(Provided data begins)

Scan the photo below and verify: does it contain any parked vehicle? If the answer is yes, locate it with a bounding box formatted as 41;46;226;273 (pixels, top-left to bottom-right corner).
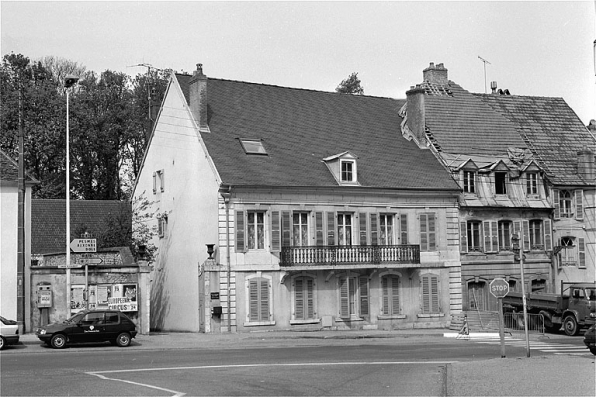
0;316;20;350
584;324;596;355
36;309;137;349
503;282;596;336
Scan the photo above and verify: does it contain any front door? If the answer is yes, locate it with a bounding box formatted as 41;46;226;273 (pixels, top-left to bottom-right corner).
468;282;487;311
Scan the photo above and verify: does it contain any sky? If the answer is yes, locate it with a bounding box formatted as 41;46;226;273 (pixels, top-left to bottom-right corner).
2;1;595;124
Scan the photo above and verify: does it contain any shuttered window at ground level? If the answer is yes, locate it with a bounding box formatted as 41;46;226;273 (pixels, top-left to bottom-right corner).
421;274;440;314
338;276;369;318
294;277;315;320
382;275;400;315
248;278;270;322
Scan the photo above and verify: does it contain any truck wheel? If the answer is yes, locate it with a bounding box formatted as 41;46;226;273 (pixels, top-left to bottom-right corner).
563;315;578;336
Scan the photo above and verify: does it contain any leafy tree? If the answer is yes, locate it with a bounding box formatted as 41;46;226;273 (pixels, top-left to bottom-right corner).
335;72;364;95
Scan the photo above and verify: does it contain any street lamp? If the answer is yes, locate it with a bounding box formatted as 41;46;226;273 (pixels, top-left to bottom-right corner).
65;75;78;316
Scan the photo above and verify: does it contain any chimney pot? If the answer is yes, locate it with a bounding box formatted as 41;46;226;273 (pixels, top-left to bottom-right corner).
423;62;448;86
189;63;209;132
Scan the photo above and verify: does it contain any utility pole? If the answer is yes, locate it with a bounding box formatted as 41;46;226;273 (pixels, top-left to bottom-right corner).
17;79;25;333
478;56;491;94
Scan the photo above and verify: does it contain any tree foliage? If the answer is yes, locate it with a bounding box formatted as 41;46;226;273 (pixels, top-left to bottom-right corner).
335;72;364;95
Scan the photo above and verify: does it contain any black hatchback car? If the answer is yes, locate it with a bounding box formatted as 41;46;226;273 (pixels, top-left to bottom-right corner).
36;309;137;349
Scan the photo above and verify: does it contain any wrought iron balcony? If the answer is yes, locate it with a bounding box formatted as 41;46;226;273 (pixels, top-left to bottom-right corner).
280;245;420;267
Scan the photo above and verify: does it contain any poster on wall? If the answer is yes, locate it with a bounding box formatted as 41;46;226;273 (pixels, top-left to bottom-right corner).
108;283;138;312
70;285;85;313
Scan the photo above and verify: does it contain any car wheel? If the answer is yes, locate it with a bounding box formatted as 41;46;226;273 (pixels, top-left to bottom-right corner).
50;334;67;349
563;315;578;336
115;332;131;347
0;336;5;350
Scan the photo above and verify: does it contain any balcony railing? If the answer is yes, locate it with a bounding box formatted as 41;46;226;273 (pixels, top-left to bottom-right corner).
280;245;420;267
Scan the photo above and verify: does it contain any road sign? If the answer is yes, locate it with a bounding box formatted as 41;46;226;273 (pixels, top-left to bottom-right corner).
70;238;97;252
77;257;103;265
490;278;510;298
58;263;82;269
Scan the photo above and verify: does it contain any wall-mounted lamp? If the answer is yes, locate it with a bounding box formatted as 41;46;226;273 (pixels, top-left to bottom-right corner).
206;244;215;259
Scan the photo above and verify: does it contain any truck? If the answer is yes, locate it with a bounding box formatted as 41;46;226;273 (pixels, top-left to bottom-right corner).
502;282;596;336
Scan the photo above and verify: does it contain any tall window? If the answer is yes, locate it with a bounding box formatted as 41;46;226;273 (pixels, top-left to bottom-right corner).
294;277;315;320
158;215;168;238
419;213;436;252
248;277;271;322
421;274;440;314
381;275;400;315
467;221;482;252
337;214;352;246
247;212;265;249
560;236;576;266
495;172;507;195
339;276;368;318
560;190;573;218
526;173;538;195
340;160;354;182
529;220;543;250
463;171;476;193
498;221;512;251
292;213;309;246
379;215;394;245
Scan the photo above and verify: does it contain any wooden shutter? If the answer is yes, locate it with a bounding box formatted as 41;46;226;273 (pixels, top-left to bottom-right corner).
400;214;408;244
422;275;430;313
391;276;400;315
306;278;314;318
553;189;560;220
260;279;269;321
359;277;369;316
544;219;553;251
315;212;324;246
327;212;336;245
339;277;349;317
282;211;291;247
483;221;498;252
420;214;428;251
295;278;304;320
235;210;245;252
160;170;165;192
431;276;439;312
522;220;530;251
578;238;586;268
428;214;436;251
460;221;468;253
249;279;259;321
422;274;439;313
382;277;389;315
370;213;378;245
271;211;281;251
359;213;368;245
575;190;584;220
152;172;156;194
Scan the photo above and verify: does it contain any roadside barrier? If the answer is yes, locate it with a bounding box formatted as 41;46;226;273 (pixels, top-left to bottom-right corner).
504;312;545;335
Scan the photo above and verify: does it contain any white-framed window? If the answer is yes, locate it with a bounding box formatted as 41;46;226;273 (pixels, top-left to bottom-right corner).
338;275;369;318
560;236;576;266
529;220;543;250
559;190;573;218
381;273;401;316
153;169;165;194
526;172;538;195
467;221;482;252
292;212;309;247
498;220;512;251
292;275;316;322
379;214;394;245
463;170;476;193
240;139;267;155
420;273;440;314
247;211;265;250
495;172;507;195
337;213;353;246
340;159;356;182
158;215;168;238
245;274;273;326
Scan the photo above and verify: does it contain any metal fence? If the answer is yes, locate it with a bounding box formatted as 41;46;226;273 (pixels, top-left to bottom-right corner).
504;312;545;335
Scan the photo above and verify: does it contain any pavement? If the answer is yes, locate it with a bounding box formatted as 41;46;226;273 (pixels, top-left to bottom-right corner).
5;328;596;396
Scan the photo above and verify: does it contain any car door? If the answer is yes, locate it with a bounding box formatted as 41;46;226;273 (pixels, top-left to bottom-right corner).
74;312;105;343
101;311;121;341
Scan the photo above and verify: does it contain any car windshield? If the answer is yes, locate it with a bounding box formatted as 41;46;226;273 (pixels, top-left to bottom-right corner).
0;316;8;325
66;312;86;323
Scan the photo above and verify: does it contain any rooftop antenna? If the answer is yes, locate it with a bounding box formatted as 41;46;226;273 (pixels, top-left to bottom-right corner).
478;56;491;94
128;63;164;121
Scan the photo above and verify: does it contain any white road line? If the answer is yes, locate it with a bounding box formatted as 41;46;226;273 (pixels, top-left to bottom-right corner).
88;372;186;397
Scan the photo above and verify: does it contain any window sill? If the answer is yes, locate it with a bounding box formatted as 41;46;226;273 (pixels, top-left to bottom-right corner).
335;316;364;322
243;320;276;327
290;319;321;325
417;313;445;318
378;314;407;320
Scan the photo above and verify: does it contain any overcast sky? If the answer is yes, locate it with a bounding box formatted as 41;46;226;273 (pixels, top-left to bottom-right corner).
2;1;595;124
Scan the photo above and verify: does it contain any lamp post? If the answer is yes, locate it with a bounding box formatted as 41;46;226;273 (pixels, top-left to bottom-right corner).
64;75;78;315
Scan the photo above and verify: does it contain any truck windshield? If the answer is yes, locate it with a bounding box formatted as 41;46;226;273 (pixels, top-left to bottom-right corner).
587;288;596;301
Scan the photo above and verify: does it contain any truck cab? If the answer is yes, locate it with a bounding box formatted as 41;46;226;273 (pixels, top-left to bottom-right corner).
562;283;596;335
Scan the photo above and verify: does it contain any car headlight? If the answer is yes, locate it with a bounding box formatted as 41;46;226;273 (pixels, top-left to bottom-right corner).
590;312;596;318
38;329;47;335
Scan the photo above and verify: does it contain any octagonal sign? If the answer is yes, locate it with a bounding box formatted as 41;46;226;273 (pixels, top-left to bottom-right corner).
490;278;510;298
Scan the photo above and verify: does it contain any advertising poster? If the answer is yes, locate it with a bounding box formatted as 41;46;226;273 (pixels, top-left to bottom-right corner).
108;283;138;312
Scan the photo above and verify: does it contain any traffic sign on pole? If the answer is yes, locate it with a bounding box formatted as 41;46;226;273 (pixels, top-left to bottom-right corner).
70;238;97;253
77;258;103;265
490;278;509;298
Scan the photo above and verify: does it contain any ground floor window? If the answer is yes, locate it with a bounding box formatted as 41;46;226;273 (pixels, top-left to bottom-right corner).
421;273;440;313
293;276;315;320
247;276;271;323
381;275;401;315
338;276;369;318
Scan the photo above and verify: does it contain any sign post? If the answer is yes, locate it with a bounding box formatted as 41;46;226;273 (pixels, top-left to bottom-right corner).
490;278;510;358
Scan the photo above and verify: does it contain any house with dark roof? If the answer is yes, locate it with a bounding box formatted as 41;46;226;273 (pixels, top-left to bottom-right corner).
133;64;463;333
402;63;595;331
0;149;37;327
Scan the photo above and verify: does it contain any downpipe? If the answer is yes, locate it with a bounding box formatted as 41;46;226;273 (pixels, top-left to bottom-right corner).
220;186;232;333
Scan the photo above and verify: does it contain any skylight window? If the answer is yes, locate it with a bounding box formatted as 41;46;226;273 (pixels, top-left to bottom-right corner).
240;139;267;155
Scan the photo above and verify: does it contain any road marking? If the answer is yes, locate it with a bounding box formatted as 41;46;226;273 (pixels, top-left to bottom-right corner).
88;372;186;397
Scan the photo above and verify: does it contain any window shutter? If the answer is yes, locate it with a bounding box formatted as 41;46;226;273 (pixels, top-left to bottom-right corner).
575;190;584;220
460;221;468;253
431;276;439;312
359;213;368;245
391;276;400;315
327;212;336;245
235;210;245;252
249;280;259;321
260;279;270;321
160;170;165;192
578;238;586;268
553;189;560;220
544;219;552;251
295;278;304;320
400;214;408;244
522;220;530;251
491;221;498;251
483;221;492;252
271;211;281;251
382;277;389;315
420;214;428;251
282;211;291;247
421;275;430;313
428;214;436;251
339;277;349;317
359;277;369;316
152;172;156;194
306;278;314;318
370;213;378;245
315;212;324;246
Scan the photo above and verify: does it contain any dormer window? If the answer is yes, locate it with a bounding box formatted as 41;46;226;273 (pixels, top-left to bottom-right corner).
495;172;507;195
463;170;476;193
526;172;538;195
240;139;267;155
323;151;359;186
341;160;355;182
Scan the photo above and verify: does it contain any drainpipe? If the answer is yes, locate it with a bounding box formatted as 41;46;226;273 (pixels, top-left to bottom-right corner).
220;186;232;333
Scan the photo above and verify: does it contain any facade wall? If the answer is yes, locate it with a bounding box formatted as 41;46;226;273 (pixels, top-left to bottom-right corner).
1;185;18;320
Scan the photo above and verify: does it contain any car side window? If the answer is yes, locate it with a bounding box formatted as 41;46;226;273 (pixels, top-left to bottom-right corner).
81;312;104;325
104;313;119;324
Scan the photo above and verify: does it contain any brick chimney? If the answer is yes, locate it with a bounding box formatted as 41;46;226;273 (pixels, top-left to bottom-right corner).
577;147;595;181
189;63;209;132
423;62;448;86
405;84;427;149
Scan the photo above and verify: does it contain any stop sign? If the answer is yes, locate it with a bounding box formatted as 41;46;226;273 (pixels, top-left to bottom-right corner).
490;278;510;298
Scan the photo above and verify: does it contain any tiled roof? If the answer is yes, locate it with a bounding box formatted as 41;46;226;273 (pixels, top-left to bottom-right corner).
31;199;131;254
175;75;459;191
0;149;39;184
475;94;596;186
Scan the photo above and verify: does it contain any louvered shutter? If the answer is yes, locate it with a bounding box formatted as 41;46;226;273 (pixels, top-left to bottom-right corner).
522;220;530;251
544;219;553;251
327;212;336;245
359;213;368;245
400;214;408;244
382;277;389;315
553;189;560;220
359;277;369;316
483;221;492;252
428;214;436;251
421;275;430;313
260;279;270;321
315;212;324;246
575;190;584;220
391;276;400;315
249;280;259;321
422;274;439;313
431;276;439;312
420;214;428;251
460;221;468;253
271;211;281;251
339;277;349;317
578;238;586;268
235;211;245;252
295;278;304;320
370;213;378;245
282;211;291;247
491;221;498;251
306;278;314;318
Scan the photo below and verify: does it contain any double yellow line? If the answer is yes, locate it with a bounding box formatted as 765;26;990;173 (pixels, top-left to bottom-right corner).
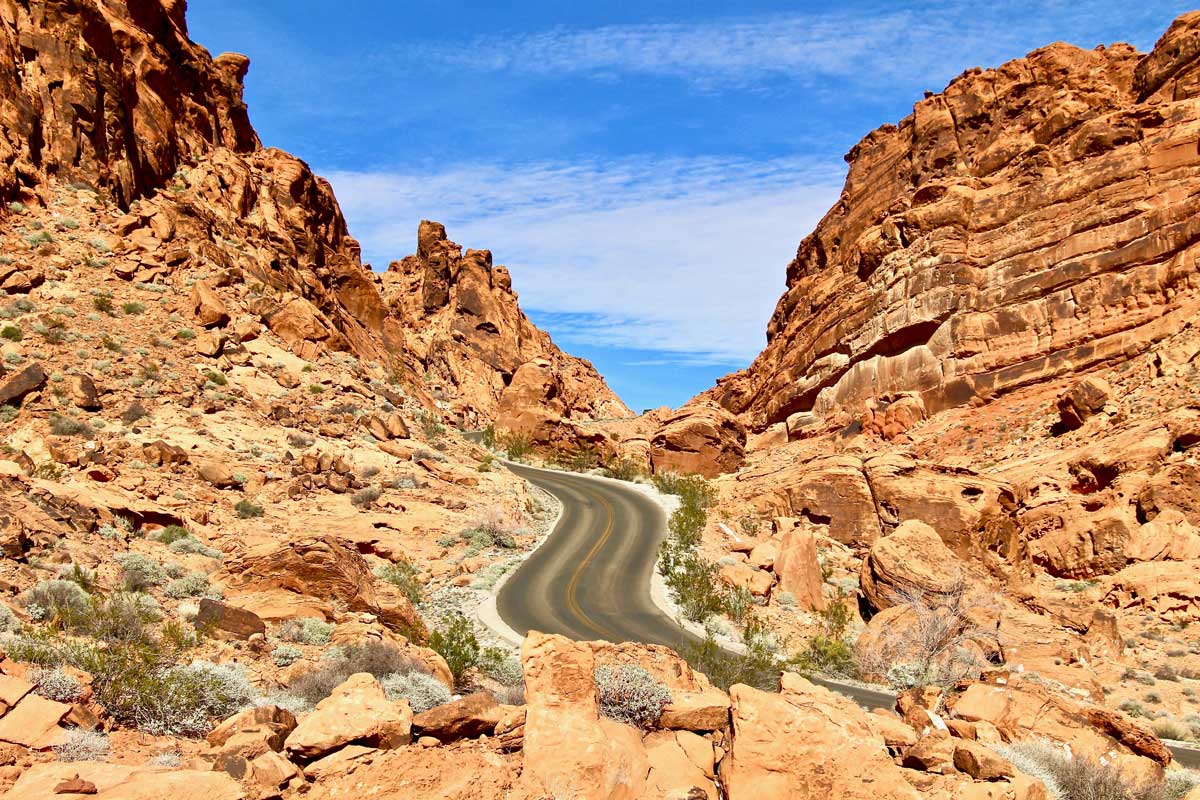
563;479;621;642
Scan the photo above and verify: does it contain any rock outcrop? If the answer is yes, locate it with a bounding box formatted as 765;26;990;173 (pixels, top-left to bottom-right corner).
708;15;1200;433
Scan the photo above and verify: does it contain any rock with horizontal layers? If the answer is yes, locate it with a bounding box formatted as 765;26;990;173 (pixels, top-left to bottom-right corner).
1103;559;1200;619
722;673;920;800
516;633;648;800
218;535;425;639
3;762;245;799
412;692;506;743
284;673;412;761
207;705;297;761
708;15;1200;432
650;401;747;478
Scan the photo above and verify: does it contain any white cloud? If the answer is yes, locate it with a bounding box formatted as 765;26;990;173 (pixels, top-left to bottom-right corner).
405;2;1178;91
323;156;844;365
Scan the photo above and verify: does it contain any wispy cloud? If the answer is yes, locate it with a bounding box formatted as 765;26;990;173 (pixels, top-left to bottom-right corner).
323;156;844;365
406;2;1179;91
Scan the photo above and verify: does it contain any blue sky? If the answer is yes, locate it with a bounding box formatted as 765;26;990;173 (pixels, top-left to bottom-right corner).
187;1;1189;412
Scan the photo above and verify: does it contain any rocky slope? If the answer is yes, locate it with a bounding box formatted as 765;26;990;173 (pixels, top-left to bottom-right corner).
0;0;625;430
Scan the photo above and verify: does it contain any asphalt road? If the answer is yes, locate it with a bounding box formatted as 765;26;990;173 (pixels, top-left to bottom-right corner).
494;460;1200;768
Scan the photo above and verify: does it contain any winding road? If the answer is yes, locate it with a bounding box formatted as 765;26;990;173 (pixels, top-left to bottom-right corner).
493;460;1200;768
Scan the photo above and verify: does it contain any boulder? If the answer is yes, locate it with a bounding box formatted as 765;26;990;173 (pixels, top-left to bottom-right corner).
0;693;70;748
194;599;266;640
650;401;746;478
190;280;231;328
5;763;244;799
207;705;296;761
1056;376;1112;432
0;363;45;406
861;519;964;610
773;526;825;610
722;673;919;800
69;375;101;410
411;692;505;743
283;673;411;761
517;633;648;800
644;730;718;799
197;460;238;488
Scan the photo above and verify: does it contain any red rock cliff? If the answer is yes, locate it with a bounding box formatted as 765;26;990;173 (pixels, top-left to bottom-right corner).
710;14;1200;434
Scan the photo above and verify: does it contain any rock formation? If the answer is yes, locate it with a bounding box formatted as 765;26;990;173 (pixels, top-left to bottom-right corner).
707;14;1200;437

(Provided data ends)

Nothing but the lines from the one containing "Scan the photo above and verify: does it contain any rocky" through the last line of the data above should be given again, each exactly as it stands.

Scan the photo above and verify: does it contain any rocky slope? If the answer is yes, locate it with a bounding box formatted as 765;26;990;173 (pixels, top-left to bottom-right corner).
0;0;625;430
Scan the photo above and verify: does it contain any asphalt road? If the answer is yes, locate it with a bounding box formatted as 765;26;990;173 (pixels, top-left to bottom-right corner).
494;460;1200;768
Scan the photo above and verify: does it contain any winding road? If the answer is yes, locate it with a bounding box formatted as 765;26;990;173 (pixels, top-left to bottom-right corner).
493;460;1200;768
Scan the photo above and verify: does it contain any boulder? If the answer is yes, locate it with a bounding box formatted as 765;26;990;173 (pixels, top-left to bottom-right corner).
0;693;70;748
194;599;266;640
650;401;746;478
190;280;231;328
5;763;244;799
207;705;296;761
1056;376;1112;432
0;363;45;406
861;519;964;610
773;526;825;610
722;673;919;800
69;375;101;410
411;692;505;743
283;673;411;761
517;633;648;800
644;730;718;799
197;460;238;488
Scan the photo above and verify: does it contain any red rock cliff? If the answer is yes, locate it with a bounding box formatted as 765;26;990;173 (pixels, top-left to bottom-right corner).
710;14;1200;434
Scan the photo above and verify: does it contain any rock formation? If the answer is yes, locate it with a bounding box formatted as 765;26;990;173 (pixels, top-left to bottom-right corner).
707;14;1200;437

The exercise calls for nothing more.